--- Supplied material Enclosed Below ---

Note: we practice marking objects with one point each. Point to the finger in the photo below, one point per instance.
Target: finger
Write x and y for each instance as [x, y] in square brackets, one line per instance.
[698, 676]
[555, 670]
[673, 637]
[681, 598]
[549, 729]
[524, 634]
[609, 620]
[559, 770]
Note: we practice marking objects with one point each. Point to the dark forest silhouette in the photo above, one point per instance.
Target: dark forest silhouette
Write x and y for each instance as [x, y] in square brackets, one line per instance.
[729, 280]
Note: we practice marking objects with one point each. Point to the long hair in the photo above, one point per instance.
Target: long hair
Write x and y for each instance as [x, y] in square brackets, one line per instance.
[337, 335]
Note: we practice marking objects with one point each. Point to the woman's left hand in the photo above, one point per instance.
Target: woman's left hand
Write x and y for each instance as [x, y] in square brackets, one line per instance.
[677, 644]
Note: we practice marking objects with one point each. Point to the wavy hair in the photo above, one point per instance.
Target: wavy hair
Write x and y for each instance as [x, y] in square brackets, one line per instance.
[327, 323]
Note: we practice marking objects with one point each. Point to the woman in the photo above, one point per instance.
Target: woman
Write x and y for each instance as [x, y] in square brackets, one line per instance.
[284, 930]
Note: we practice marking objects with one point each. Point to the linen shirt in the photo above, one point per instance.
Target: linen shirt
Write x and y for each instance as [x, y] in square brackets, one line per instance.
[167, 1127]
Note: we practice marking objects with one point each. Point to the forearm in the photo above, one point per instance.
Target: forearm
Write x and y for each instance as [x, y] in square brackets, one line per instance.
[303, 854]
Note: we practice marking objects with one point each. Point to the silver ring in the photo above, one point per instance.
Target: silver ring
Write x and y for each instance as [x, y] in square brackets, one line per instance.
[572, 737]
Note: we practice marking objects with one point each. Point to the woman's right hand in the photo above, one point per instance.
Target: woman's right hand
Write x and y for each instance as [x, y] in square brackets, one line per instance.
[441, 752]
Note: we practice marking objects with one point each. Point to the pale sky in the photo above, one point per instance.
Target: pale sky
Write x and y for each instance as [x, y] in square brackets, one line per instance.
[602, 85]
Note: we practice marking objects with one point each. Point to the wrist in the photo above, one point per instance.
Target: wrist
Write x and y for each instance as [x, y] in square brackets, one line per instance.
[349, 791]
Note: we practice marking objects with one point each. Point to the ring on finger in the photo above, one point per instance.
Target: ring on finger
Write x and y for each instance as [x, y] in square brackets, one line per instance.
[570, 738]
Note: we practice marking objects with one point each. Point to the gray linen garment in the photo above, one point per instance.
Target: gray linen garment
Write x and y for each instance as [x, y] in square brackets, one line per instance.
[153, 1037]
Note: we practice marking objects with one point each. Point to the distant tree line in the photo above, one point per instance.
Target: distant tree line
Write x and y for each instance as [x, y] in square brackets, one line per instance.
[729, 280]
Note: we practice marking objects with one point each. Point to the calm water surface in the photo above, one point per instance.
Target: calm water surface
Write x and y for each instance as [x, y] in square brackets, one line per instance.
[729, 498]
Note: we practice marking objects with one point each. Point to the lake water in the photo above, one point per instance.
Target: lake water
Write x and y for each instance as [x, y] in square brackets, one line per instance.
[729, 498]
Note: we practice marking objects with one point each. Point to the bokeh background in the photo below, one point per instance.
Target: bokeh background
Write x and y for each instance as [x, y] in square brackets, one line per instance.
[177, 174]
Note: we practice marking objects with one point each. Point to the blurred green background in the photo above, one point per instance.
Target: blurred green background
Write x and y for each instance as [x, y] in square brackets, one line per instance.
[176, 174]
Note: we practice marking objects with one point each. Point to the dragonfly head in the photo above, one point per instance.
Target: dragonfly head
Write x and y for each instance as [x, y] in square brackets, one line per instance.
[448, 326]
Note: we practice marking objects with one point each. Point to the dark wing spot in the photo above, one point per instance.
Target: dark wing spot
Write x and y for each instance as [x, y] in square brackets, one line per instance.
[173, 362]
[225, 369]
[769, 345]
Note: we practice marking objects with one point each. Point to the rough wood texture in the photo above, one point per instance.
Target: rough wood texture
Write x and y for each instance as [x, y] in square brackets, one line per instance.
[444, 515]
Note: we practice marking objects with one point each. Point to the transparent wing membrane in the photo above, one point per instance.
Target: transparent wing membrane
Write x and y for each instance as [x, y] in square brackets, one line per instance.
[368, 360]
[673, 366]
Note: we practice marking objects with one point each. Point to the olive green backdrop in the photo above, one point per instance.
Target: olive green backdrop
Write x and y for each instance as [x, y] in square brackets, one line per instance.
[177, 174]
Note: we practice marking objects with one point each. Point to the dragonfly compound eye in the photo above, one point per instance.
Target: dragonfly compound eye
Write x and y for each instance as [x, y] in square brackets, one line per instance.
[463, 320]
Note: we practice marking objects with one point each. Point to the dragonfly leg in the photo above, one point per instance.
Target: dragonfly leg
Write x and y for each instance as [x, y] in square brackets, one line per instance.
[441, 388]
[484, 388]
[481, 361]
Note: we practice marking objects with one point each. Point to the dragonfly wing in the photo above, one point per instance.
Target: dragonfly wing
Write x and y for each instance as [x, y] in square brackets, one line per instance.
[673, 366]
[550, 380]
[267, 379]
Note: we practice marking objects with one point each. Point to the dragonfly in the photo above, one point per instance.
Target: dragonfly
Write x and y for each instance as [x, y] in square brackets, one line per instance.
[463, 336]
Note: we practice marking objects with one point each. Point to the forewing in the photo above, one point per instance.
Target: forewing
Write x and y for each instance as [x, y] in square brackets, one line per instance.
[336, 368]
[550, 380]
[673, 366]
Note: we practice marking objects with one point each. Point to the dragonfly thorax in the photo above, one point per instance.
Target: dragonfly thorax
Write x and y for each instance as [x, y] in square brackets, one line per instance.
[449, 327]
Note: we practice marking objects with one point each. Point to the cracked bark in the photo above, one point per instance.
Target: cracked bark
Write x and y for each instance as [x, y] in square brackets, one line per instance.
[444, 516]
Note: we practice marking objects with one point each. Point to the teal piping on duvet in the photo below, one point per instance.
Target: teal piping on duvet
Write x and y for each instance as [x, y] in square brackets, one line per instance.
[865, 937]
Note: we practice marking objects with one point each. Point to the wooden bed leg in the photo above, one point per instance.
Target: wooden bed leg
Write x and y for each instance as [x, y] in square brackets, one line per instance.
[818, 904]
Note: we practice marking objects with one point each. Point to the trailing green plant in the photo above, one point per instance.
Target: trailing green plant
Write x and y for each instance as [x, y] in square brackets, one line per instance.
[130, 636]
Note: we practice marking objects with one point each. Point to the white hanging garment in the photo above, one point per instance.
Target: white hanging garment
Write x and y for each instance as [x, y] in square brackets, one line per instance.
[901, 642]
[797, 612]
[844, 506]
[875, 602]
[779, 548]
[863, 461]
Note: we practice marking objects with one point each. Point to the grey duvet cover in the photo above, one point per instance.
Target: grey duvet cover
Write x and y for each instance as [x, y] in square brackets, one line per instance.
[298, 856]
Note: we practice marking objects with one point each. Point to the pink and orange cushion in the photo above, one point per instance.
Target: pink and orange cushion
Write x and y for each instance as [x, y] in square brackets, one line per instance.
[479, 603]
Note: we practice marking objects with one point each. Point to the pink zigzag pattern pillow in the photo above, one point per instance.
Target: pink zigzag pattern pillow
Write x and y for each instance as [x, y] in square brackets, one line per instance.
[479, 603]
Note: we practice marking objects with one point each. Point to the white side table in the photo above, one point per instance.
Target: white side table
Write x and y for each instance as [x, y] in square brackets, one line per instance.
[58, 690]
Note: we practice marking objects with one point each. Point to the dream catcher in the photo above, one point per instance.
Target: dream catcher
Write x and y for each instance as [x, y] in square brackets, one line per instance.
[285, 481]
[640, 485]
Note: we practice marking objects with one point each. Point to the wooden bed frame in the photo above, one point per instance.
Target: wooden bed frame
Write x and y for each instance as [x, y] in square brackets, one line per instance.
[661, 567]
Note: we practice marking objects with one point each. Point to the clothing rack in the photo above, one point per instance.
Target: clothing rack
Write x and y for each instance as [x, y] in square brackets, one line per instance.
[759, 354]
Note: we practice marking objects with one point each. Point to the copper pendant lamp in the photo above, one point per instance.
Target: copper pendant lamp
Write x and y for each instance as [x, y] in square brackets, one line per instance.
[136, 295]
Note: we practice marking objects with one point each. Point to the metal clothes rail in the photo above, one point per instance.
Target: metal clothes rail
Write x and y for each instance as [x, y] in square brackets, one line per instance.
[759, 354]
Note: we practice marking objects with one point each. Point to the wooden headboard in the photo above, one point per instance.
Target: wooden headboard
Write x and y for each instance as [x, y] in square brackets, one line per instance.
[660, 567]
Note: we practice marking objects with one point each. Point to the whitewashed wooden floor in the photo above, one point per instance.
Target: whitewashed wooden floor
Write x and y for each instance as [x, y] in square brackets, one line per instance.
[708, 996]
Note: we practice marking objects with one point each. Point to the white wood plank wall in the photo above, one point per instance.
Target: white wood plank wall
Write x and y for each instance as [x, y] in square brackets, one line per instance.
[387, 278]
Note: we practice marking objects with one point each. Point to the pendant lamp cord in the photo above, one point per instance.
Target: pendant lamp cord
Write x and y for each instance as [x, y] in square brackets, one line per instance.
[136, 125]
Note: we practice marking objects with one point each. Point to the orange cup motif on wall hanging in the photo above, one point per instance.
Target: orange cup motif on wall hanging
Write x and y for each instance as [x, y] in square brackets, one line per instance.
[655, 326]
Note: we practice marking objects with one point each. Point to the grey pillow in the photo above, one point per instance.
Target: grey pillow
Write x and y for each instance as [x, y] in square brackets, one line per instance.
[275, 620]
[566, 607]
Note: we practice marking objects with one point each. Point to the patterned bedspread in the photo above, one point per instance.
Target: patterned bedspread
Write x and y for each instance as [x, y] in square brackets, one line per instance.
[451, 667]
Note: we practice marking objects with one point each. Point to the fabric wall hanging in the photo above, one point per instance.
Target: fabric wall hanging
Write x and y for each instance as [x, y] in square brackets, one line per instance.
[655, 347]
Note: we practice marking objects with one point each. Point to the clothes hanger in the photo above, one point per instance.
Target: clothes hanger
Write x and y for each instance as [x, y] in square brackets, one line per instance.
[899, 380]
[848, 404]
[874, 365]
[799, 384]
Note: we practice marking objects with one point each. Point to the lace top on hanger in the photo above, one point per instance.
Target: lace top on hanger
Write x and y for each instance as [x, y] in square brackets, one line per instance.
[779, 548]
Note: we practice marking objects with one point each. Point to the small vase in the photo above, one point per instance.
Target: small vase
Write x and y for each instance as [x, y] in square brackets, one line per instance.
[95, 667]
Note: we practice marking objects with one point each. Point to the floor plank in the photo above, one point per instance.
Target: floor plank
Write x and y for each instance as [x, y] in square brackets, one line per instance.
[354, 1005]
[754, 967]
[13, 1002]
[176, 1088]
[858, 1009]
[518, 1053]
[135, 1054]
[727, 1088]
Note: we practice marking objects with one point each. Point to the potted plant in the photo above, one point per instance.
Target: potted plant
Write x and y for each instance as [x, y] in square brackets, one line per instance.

--- End of Enclosed Supplied material ---

## Problem description:
Search the material for the word "backdrop". Each line where it is found must be copied.

## Answer to this problem:
Note: we practice marking objects with one point each. Point to the olive green backdrop in the photo above, one point per instance.
Target: olive green backdrop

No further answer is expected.